# SUPPLIED PASSAGE

Saturday, March 28, 2009

In defense of architectural kitsch or Why we should preserve giant sized Americana

As a child my family spent many an hour on the highways between Nebraska, where we lived, and Minnesota where my grandfather resided. I remember the miles of cornfields, an endless yellow and green blur, sometimes punctuated by a silo in red and white. Every so often in this landscape of anonymous uniformity a startling, one might say shocking, vision would appear—the roadside tourist trap.

Giant sized Indians, cowboys, corn…and the greatest of them all, Paul Bunyan and Babe the Blue Ox towering above the landscape. Actually there were and still are two giant Paul Bunyans in Minnesota, one that talked, in Brainerd and the other, which stood mute, in Bemidji. These roadside attractions represent a quickly disappearing art form that is a link to the best and worst of pre-interstate America—an unbounded desire for the new and weird melded with crass commercialism.

This uniquely American art form that combines art, artifice and advertising on a grand scale can be broken down further into two sub-categories. The first is mimetic architecture, buildings meant to resemble a person animal or object, as in the Brown Derby Restaurant—a building in the shape of, yes you guessed it, a brown derby hat—in Los Angeles. The other category consists of giant sculptures with no utilitarian purpose as in the above-mentioned Paul Bunyans. The common trait of all these works are a sense of the naive that can be compared to the paintings of Grandma Moses, that is, the proportions may not be correct, but the work has undeniable vitality and truthfulness.

I’ve found that the most exotic of man-made wonders have been built in places with a dearth of natural ones. Middle America could perhaps be considered the roadside attraction epicenter for this reason. Miles of corn, wheat or barren moonscape seems a natural setting for a giant bull, T-Rex, or an aqua-blue whale. But in the America of the 1930s, 40s and 50s, anywhere people passed through or vacationed was fair game and competition often pushed the boundaries of the imagination.

# EXERCISE SET
(a) In the essay on roadside Americana, which town has the Paul Bunyan that talked?
(b) Carry the essay on roadside Americana forward from its final paragraph.

# THE DATA

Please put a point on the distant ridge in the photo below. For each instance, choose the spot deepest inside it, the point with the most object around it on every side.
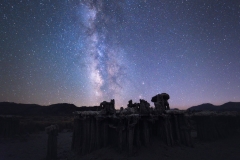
(10, 108)
(229, 106)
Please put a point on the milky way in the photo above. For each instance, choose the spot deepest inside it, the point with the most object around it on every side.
(87, 51)
(104, 59)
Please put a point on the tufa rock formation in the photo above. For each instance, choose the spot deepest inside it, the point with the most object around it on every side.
(130, 128)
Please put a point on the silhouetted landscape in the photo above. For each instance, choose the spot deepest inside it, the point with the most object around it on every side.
(80, 132)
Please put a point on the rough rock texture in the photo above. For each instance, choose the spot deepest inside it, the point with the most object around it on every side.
(216, 125)
(9, 125)
(93, 130)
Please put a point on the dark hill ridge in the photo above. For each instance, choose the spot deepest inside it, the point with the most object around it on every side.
(229, 106)
(9, 108)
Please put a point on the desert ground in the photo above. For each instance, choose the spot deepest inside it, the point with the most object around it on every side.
(34, 147)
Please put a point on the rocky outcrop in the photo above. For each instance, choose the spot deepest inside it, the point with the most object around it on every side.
(216, 125)
(52, 132)
(9, 125)
(128, 128)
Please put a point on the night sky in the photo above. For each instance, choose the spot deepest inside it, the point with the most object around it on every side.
(84, 52)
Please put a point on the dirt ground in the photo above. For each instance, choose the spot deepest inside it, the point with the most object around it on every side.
(34, 147)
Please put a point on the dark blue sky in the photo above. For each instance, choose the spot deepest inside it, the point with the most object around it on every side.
(84, 52)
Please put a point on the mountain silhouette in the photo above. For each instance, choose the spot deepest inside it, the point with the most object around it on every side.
(229, 106)
(10, 108)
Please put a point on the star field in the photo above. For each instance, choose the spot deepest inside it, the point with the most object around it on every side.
(87, 51)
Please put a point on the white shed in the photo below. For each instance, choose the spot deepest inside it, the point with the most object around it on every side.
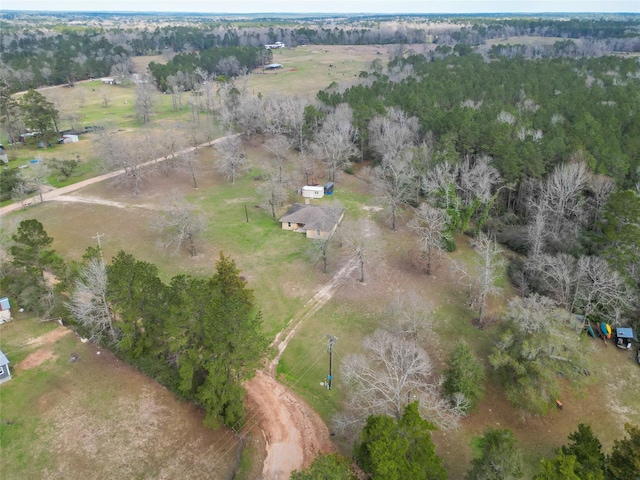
(312, 192)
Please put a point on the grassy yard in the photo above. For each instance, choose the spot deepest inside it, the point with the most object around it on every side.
(94, 417)
(276, 265)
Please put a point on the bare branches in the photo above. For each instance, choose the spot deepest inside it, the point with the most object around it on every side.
(393, 372)
(360, 244)
(145, 99)
(394, 182)
(88, 304)
(429, 223)
(181, 224)
(392, 134)
(334, 143)
(233, 160)
(387, 374)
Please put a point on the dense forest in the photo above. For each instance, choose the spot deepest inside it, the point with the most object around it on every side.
(528, 115)
(48, 54)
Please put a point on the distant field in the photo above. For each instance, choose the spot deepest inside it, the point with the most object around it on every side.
(529, 40)
(140, 64)
(308, 69)
(276, 265)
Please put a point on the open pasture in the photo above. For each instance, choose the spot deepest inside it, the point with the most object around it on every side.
(95, 416)
(609, 399)
(308, 69)
(277, 267)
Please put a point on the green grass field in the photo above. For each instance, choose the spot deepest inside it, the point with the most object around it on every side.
(276, 265)
(94, 417)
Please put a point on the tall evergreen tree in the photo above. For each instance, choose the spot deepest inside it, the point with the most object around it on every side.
(500, 459)
(390, 450)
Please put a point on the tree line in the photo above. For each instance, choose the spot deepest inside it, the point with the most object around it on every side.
(49, 54)
(200, 337)
(390, 449)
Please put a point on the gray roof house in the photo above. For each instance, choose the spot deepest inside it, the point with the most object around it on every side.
(5, 374)
(316, 221)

# ANSWERS TO THE PROBLEMS
(a) Brainerd, Minnesota.

(b)
Henry Ford, by mass-producing his Model T and thereby lowering the cost of the automobile, helped usher in the era of roadside tourist traps. The entrepreneurial of spirit could now fleece the passing motorist in a way that P.T. Barnum never has the opportunity to do. If you weren’t lucky enough to own the rights to some natural wonder like a cave or scenic vista you could always build something big enough or strange enough to pique the interest of a passing motorist.

Route 66 was once lined with both categories of giant sized Americana. A few examples survive today, including the Wigwam Motel in Hollbrook, AZ., and an over-sized space man known as the Gemini Giant in Wilmington, IL., but much has been lost.

When President Eisenhower signed the Federal Aid Highway Act of 1956 into law, he helped sound the death knell of roadside attractions in America. The law instituted the federal interstate system, connecting the country in a new way, but bypassing most of the tourist traps near smaller highways that no longer saw a large amount of traffic.

All across the country these irreplaceable pieces of America are in danger or are already gone forever. In California, Las Vegas and the Jersey Shore a number of examples of Googie architecture of the 1940s and 50s, which often used mimetic devices, have been torn down and in most cases replaced with designs of modern and post-modern simplicity or ubiquitous boxes lacking any semblance of style.